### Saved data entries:
=-=-=-=-=
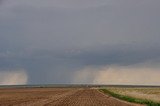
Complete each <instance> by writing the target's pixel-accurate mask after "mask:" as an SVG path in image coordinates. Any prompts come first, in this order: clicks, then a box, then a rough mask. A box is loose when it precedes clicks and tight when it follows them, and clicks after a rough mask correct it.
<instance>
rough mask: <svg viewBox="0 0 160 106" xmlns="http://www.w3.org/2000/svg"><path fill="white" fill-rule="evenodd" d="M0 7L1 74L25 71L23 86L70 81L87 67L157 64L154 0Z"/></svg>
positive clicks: (156, 23) (8, 2) (5, 1)
mask: <svg viewBox="0 0 160 106" xmlns="http://www.w3.org/2000/svg"><path fill="white" fill-rule="evenodd" d="M0 4H1V7H0V70H2V71H5V70H6V69H7V70H8V69H9V70H13V71H15V69H17V68H22V69H25V70H26V71H27V74H28V84H35V83H72V82H73V79H72V77H71V76H73V74H72V73H74V72H76V71H77V70H81V69H83V68H85V67H88V66H91V67H95V68H97V67H103V66H107V67H108V66H112V65H118V66H130V65H131V66H132V65H135V64H141V63H145V62H146V61H152V62H153V63H154V64H159V57H160V50H159V48H160V43H159V39H160V36H159V34H160V30H159V28H160V21H159V19H160V14H159V9H160V6H159V4H160V1H159V0H154V1H151V0H134V1H126V0H120V1H119V0H93V1H92V0H87V1H86V0H74V1H73V0H67V2H66V1H65V0H62V1H59V0H53V1H50V0H46V1H39V0H34V1H33V0H27V1H25V0H14V1H12V0H6V1H0ZM153 63H151V65H150V67H151V66H152V65H153V66H154V64H153ZM117 71H118V70H117ZM135 71H136V70H135ZM90 77H92V74H91V76H90ZM86 82H87V83H91V82H92V81H91V79H89V78H88V81H86Z"/></svg>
=-=-=-=-=
### ACTION ITEM:
Restate each record from above word for word, excluding any picture it holds.

### TASK SOLUTION:
Complete each <instance> by writing the target's pixel-accurate mask after "mask:" as an SVG path in image coordinates. Any prompts come first, in this order: clicks, then a box, then a rough mask. A box is loose when it precedes clicks and tight when it follows them, and clicks after a rough mask correct it.
<instance>
rough mask: <svg viewBox="0 0 160 106" xmlns="http://www.w3.org/2000/svg"><path fill="white" fill-rule="evenodd" d="M0 7L1 74L25 71L23 86L70 81L87 67L157 64L154 0Z"/></svg>
positive clicks: (156, 23) (8, 2) (5, 1)
mask: <svg viewBox="0 0 160 106" xmlns="http://www.w3.org/2000/svg"><path fill="white" fill-rule="evenodd" d="M0 4H1V7H0V70H2V71H5V70H6V69H7V70H8V69H9V70H13V71H15V69H17V68H22V69H25V70H26V71H27V74H28V84H35V83H72V82H73V79H72V77H71V76H73V74H72V73H74V72H76V71H77V70H81V69H83V68H85V67H88V66H91V67H95V68H97V67H103V66H107V67H108V66H112V65H118V66H130V65H131V66H132V65H135V64H141V63H145V62H146V61H152V62H153V63H154V64H159V57H160V50H159V48H160V43H159V39H160V36H159V34H160V30H159V28H160V21H159V19H160V14H159V9H160V6H159V4H160V1H159V0H154V1H151V0H134V1H126V0H120V1H119V0H93V1H92V0H87V1H86V0H74V1H73V0H67V2H66V1H65V0H62V1H59V0H53V1H50V0H46V1H39V0H34V1H33V0H27V1H25V0H14V1H12V0H6V1H0ZM153 63H151V65H150V67H151V66H152V65H153V66H154V64H153ZM117 71H118V70H117ZM135 71H136V70H135ZM90 77H92V74H91V76H90ZM86 82H87V83H91V82H92V81H91V79H89V78H88V81H86Z"/></svg>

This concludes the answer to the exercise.